- [GOAL] Copy the lines starting at the one containing "Put a point on every instance of the lamp" and ending at the one containing "x=23, y=392", with "Put a point on" replaced by "Mark" and nothing else changed. Give only those lines.

════════════════

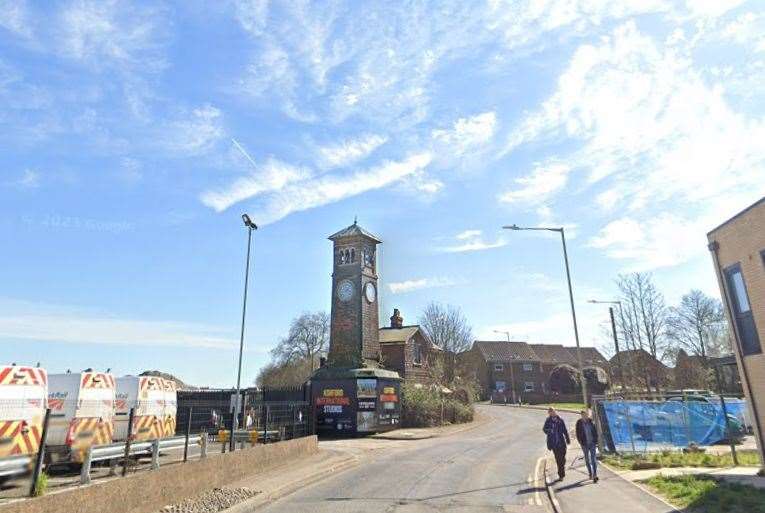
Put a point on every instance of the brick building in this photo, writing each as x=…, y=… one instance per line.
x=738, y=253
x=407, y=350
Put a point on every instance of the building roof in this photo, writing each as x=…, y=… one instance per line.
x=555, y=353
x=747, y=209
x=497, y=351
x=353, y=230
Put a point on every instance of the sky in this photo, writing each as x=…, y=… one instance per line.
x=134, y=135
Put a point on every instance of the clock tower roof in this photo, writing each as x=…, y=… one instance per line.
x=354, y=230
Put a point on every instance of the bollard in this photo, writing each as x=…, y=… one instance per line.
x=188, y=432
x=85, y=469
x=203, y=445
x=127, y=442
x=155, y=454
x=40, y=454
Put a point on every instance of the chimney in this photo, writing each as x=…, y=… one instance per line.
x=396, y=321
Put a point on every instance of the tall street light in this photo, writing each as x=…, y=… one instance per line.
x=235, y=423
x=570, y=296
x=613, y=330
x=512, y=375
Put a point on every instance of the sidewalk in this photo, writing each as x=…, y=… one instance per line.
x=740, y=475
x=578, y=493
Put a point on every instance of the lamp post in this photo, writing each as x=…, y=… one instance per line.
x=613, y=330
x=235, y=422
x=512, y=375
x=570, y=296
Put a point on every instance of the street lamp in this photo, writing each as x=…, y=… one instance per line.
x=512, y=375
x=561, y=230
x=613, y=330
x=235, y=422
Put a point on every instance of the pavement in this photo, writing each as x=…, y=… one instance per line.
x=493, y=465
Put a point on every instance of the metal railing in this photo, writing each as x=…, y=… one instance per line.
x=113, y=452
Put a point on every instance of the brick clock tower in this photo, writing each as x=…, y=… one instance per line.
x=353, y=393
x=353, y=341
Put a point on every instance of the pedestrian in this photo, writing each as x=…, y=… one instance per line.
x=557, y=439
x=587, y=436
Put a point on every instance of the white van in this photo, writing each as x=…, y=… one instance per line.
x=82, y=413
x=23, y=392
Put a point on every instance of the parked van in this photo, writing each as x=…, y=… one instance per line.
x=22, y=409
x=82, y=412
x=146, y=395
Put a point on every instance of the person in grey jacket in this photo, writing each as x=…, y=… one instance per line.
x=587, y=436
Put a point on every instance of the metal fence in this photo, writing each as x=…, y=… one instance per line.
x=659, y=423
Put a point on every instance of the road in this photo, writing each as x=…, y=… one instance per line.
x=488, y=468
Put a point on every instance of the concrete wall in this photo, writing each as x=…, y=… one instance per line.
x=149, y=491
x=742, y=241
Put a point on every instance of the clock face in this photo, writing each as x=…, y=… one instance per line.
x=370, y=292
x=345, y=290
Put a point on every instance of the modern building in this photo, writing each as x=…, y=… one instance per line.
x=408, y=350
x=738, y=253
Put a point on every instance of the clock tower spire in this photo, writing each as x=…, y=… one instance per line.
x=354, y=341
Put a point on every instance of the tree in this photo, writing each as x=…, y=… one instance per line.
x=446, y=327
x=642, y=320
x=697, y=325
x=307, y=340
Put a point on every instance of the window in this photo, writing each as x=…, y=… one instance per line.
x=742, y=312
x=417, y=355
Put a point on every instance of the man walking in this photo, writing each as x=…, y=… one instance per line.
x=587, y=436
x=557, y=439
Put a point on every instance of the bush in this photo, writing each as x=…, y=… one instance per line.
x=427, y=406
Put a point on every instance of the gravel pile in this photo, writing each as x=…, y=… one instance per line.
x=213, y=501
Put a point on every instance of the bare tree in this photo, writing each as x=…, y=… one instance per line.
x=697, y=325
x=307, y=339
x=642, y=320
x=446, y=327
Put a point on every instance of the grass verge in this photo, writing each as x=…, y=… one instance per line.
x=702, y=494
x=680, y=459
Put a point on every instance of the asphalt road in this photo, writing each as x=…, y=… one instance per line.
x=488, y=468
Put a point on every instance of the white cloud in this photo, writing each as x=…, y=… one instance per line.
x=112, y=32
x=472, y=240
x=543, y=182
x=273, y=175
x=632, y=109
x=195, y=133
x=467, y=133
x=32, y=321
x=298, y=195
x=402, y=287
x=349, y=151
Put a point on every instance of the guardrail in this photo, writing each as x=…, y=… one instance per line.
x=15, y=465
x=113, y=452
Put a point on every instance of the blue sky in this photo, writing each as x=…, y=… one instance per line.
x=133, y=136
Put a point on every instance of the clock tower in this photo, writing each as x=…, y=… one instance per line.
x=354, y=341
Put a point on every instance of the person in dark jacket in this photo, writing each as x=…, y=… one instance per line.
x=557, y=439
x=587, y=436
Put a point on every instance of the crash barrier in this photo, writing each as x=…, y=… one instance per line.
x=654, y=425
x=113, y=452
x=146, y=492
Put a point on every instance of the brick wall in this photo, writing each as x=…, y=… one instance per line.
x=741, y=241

════════════════

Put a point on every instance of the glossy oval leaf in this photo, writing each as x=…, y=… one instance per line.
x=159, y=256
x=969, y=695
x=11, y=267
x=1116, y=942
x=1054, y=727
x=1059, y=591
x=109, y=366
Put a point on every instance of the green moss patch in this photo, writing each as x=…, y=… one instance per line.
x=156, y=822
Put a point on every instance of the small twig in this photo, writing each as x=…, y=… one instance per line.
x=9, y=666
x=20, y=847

════════════════

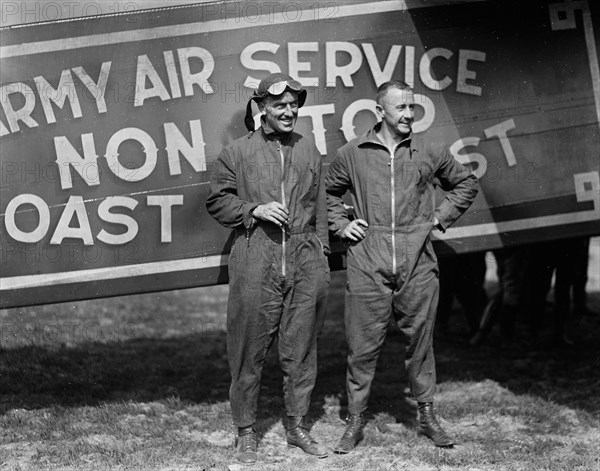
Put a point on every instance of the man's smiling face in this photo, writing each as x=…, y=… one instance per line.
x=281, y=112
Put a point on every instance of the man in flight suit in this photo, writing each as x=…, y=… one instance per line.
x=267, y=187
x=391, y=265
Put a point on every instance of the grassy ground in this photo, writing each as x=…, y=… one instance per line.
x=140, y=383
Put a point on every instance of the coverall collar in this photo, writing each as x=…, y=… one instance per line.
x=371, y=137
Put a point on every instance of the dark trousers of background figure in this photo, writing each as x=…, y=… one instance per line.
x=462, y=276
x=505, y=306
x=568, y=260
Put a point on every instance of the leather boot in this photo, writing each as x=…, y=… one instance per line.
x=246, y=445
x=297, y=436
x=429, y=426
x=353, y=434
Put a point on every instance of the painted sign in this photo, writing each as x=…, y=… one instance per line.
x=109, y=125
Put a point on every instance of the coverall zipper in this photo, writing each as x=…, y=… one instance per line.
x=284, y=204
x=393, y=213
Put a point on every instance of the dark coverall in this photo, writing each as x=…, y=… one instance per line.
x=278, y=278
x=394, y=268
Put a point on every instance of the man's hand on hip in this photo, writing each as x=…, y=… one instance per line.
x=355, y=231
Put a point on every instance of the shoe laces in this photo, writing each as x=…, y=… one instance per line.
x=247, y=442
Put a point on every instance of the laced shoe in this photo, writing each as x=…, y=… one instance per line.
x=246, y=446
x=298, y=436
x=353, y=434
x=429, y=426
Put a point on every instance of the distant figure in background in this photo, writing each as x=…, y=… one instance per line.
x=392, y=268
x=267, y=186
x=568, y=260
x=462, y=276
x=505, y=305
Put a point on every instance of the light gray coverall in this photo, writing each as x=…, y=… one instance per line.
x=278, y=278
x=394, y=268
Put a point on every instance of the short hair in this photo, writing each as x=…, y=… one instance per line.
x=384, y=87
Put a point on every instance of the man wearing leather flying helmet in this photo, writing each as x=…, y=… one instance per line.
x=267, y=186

════════════════

- [RESPONSE TO THIS TASK]
Mark every instance of the lamp post in this photo, writing each as x=…, y=… one instance per line.
x=613, y=330
x=235, y=422
x=512, y=375
x=570, y=296
Mark every instance of the street lamp in this photo, writing each as x=…, y=… one instance per line.
x=512, y=375
x=561, y=230
x=613, y=330
x=235, y=422
Mark every instance of the pavement in this photo, writing each as x=…, y=… one instance per line.
x=493, y=465
Mark every instance of the metal railing in this photo, writing each as x=…, y=… one instance per line.
x=113, y=452
Mark every instance of the brick clock tower in this photo, writing each as x=…, y=… one instance per line.
x=353, y=393
x=353, y=341
Mark every instance of the pedestrian in this photo, writing each as x=…, y=… one instance per line.
x=557, y=439
x=587, y=436
Mark every instance of the white van in this photo, writing each as x=…, y=… one instance per line.
x=82, y=413
x=23, y=392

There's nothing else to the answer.